• [THE REQUEST]: Copy every one of the records below word for word, leaving the pictures out of your answer.

(Position identification records)
•••

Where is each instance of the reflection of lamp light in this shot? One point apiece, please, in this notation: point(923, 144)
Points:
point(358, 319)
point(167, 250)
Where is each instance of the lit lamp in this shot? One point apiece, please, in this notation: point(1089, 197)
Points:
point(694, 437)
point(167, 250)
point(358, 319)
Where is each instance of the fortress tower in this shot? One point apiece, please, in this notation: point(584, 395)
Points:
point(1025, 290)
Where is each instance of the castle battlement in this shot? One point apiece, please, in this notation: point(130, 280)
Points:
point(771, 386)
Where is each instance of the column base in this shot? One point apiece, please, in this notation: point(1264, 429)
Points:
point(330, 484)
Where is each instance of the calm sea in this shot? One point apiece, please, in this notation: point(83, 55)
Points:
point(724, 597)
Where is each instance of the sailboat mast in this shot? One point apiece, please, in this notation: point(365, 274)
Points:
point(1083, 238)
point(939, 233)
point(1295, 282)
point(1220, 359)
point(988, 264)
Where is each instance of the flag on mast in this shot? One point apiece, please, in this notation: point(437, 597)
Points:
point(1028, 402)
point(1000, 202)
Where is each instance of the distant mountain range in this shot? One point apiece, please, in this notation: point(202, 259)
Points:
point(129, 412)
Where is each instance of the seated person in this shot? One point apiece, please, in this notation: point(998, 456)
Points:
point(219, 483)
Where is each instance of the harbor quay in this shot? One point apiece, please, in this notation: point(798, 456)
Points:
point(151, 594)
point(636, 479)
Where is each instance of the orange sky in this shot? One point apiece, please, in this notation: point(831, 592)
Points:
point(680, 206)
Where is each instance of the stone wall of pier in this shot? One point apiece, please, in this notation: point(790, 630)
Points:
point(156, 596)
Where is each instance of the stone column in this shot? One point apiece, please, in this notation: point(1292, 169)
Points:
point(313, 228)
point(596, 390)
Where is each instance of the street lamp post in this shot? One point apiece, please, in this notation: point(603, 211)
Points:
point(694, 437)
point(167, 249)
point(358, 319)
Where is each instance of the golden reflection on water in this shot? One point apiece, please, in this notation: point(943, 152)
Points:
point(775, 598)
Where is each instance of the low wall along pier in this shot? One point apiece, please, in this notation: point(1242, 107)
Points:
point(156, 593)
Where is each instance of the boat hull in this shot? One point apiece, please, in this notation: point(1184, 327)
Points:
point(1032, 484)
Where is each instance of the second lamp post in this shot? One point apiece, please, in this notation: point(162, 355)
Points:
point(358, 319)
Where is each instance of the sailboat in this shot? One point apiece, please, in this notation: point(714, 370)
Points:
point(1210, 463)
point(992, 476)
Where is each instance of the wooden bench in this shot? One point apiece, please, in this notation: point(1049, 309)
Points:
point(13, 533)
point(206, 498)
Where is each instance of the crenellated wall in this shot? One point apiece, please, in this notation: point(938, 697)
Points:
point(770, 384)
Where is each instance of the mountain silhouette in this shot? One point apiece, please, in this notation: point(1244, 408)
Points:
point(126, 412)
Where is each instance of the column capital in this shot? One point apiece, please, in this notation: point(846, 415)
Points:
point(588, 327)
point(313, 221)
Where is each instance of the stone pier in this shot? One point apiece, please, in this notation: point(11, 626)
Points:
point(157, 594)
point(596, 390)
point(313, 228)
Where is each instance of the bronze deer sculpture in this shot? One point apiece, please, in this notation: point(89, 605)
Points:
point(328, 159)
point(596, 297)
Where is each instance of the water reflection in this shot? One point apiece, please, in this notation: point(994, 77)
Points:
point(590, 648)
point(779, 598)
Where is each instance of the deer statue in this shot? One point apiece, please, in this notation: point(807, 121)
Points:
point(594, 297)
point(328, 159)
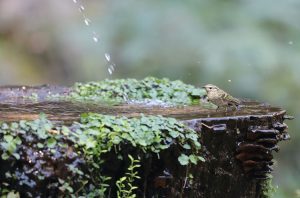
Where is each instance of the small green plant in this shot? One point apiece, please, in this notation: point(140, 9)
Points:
point(150, 88)
point(81, 150)
point(268, 189)
point(125, 184)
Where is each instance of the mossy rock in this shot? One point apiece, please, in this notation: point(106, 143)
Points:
point(92, 141)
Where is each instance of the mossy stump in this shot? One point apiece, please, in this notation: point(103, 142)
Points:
point(237, 146)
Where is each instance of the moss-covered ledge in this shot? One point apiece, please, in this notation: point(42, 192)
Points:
point(129, 138)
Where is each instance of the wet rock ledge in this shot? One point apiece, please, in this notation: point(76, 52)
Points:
point(126, 138)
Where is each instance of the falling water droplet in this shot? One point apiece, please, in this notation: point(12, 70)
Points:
point(107, 57)
point(81, 8)
point(110, 71)
point(95, 39)
point(87, 21)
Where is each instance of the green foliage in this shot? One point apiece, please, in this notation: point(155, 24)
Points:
point(102, 133)
point(170, 92)
point(268, 189)
point(125, 184)
point(85, 144)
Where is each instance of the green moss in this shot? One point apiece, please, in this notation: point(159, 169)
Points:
point(30, 149)
point(150, 88)
point(268, 189)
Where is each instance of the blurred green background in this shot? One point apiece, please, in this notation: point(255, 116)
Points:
point(250, 48)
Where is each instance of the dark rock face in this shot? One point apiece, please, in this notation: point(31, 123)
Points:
point(238, 153)
point(237, 146)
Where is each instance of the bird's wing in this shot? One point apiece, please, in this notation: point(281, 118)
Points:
point(232, 99)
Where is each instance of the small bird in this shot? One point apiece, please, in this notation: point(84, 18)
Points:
point(219, 97)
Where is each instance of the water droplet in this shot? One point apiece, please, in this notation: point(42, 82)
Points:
point(107, 57)
point(110, 71)
point(81, 8)
point(87, 21)
point(95, 39)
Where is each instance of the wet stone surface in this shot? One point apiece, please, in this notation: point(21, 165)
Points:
point(237, 145)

•••

• [CORRECT RESULT]:
Where is each instance of the reflection of lamp light in this shot? One point apiece, please, in this notation: point(923, 144)
Points:
point(358, 319)
point(167, 250)
Where is each instance of the lit lamp in this shot? One point apiece, please, in this notation: point(1089, 197)
Points:
point(694, 437)
point(167, 250)
point(358, 319)
Where is each instance of the fortress tower in this shot? One point apiece, please, in this notation: point(584, 395)
Points:
point(1025, 290)
Where is each instance of the castle battlement in this shot? One point apiece, please, in this notation: point(130, 280)
Points:
point(771, 386)
Where is each instance of the column base in this shot? One point apiece, please, in this notation: point(1264, 429)
Points:
point(330, 484)
Where is each instance of the calm sea in this shot? One point apiece, please, in this notation: point(83, 55)
Points:
point(724, 597)
Where is each instance of the sailboat mast in this shot? One point apiece, please, in this notation: point(365, 274)
Points:
point(1083, 238)
point(939, 233)
point(1295, 282)
point(1220, 359)
point(988, 264)
Where is each instance of the flag on mast in this shot? One point apiece, please, in this notation: point(437, 597)
Points:
point(1028, 402)
point(1000, 202)
Where is each instance of the distant mountain range in this shot? One point apiece, please, in this notation: point(202, 259)
Points:
point(129, 412)
Where is each instance of the seated person in this shot? One point apiece, please, in this notation: point(998, 456)
Points:
point(219, 483)
Where is each instance of the harbor quay in this shot? One point apiece, please, in this notation: point(798, 456)
Points:
point(151, 594)
point(636, 479)
Where is each instance of the orange sky in this shot? One point apiece, please, in this notation: point(831, 592)
Points:
point(680, 206)
Where is each instance of the stone wall of pier in this shot? One point apiece, please, in this notation: point(790, 630)
Points:
point(156, 596)
Where is each instance of the stone column in this shot? One point apiece, please, in this notation: point(1292, 169)
Points:
point(313, 228)
point(596, 390)
Where is each instance of the street lamp post in this shot? One point apiece, please, in this notation: point(603, 211)
Points:
point(694, 437)
point(167, 249)
point(358, 319)
Where is each instance of the golden reflection on water in this shot? One point apiece, please, in this notation: point(943, 152)
Points:
point(775, 598)
Where is each instance of the low wall along pier in this shot? One point apiece, please, in this notation: point(1242, 107)
Points:
point(156, 593)
Where is each instance of the boat hull in this shot? One point apiece, please, in this notation: point(1184, 327)
Points:
point(1032, 484)
Where is each instance of the second lamp post in this shot? One point apiece, please, in this notation: point(162, 355)
Points:
point(358, 319)
Where is each instance of the sailboat in this shot? One point apiece, please, in this notation: point(714, 370)
Points:
point(1210, 463)
point(992, 476)
Where is each instance of the wooden bench in this shot? One point apiece, please, in this notation: point(1049, 309)
Points:
point(13, 533)
point(206, 498)
Where is each instance of the crenellated wall in this shot? One point apiece, please, in this notation: point(938, 697)
Points:
point(770, 384)
Where is each instance of the mountain silhouette in this shot? One point apiece, please, in this notation: point(1244, 408)
Points:
point(126, 412)
Where is each instance of the column capital in this shot? One point apiece, please, in this notation: point(846, 415)
Points:
point(588, 327)
point(313, 221)
Where is each instance of the stone pier in this shot? One point apiece, please, in this notation: point(11, 626)
Points:
point(157, 594)
point(596, 390)
point(313, 228)
Where is each instance of the bronze deer sculpture in this shot? One point apiece, please, in this notation: point(89, 605)
Points:
point(328, 159)
point(596, 297)
Where is each instance of the water reflection in this shot? One point apiece, please, in this notation: point(994, 77)
Points:
point(590, 648)
point(779, 598)
Where is each instance of the deer statue in this shot? One point apiece, please, in this notation: point(807, 121)
Points:
point(594, 297)
point(328, 159)
Where is each instance of the small green plant in this shot? One point apiece, please, in this notation: point(140, 9)
Points:
point(150, 88)
point(81, 150)
point(268, 189)
point(125, 184)
Where is each instance of the mossy rock in this shot? One point apiece, please, in this notation: point(106, 143)
Points:
point(92, 141)
Where is each instance of the mossy stump in this shot? One point apiece, please, in this notation: point(103, 142)
Points:
point(237, 146)
Where is each instance of the moss-covered ledge in this shot? One point apiece, please, in this notation: point(42, 192)
Points:
point(129, 138)
Where is each instance of the wet rock ledge in this shot? One point apiece, please, in this notation: point(76, 52)
Points:
point(126, 138)
Where is each instance of the falling water droplet in this shot? One point apiece, please, in this notation: point(12, 70)
Points:
point(107, 57)
point(81, 8)
point(110, 71)
point(95, 39)
point(87, 21)
Where is each instance of the green foliage in this shot? One point apiece, please, in this notation: point(155, 24)
Points:
point(102, 133)
point(170, 92)
point(268, 189)
point(125, 184)
point(85, 144)
Where is each instance of the green moss in this shot? One point apiece, please, in this notation: point(159, 169)
Points:
point(30, 149)
point(150, 88)
point(268, 189)
Where is each instance of the blurred green background in this shot? One point apiece, please, in this notation: point(255, 116)
Points:
point(250, 48)
Where is each instance of the dark rock face in this shot? One point apiece, please, in this notation: point(31, 123)
Points:
point(238, 153)
point(237, 146)
Where is each instance of the bird's wing in this shot? One point apiece, please, in this notation: point(281, 118)
Points:
point(232, 99)
Where is each instance of the small bird in this shot? One point apiece, please, in this notation: point(84, 18)
Points:
point(219, 97)
Where is each instance of the water droplet in this shot? One point apiece, please, in this notation: point(42, 82)
Points:
point(107, 57)
point(110, 71)
point(81, 8)
point(87, 21)
point(95, 39)
Where is each instance of the wet stone surface in this shot? One point apiece, please, in this notation: point(21, 165)
Points:
point(237, 145)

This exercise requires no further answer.